• Consegna 1: Nell'articolo sull'Italia che cambia, quale nome avrà lo spazio di prossima apertura dedicato alle mutazioni del Paese?
• Consegna 2: Prosegui l'articolo sull'Italia che cambia a partire dalla sua ultima frase.

• Articolo:
L’Italia che cambia

 Porto Selvaggio (Lecce)
 
 Qualche giorno di riposo (mare, mare, mare, al limite dell’ustione) e tanto materiale arretrato da citare, almeno di sfuggita. Nessun rallentamento estivo, innanzitutto, e nonostante il caldo, nell’opera di trasformazione del Paese portata avanti da Silvio Berlusconi, all’insegna della demolizione della Costituzione e dello Stato sociale, della deregolamentazione (e liberalizzazione) spinta nei vari ambiti del vivere economico e civile. Mutazioni che rischiano di pesare e durare nel tempo, condizionando il futuro (non solo) prossimo del Paese; mutazioni di cui si renderà conto – in queste pagine – nello spazio «L’Italia di B. – Il Paese nel Sacco», di prossima apertura.

• Dati forniti:
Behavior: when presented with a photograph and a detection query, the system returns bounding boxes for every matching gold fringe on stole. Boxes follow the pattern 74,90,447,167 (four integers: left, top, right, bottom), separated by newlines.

• Esito esercizio 1: Lo spazio si chiamerà «L’Italia di B. – Il Paese nel Sacco».

• Esito esercizio 2:
 Restando in Italia, il Belpaese che «ripudia la guerra» (art. 11 Cost. it.), vale la pena di mettere in evidenza l’aumento dei fondi per le missioni militari, inserito in una finanziaria che prevede «tagli» per quasi tutto il resto, dagli assegni sociali per gli immigrati all’istruzione, all’editoria, alla cooperazione e persino ai ministeri. Come anche risulta opportuno citare la decisione del Consiglio di Stato che, lo scorso 29 luglio, ha annullato la sospensiva dei lavori per la costruzione della base Usa al Dal Molin di Vicenza, decretata circa un mese prima dal Tar del Veneto.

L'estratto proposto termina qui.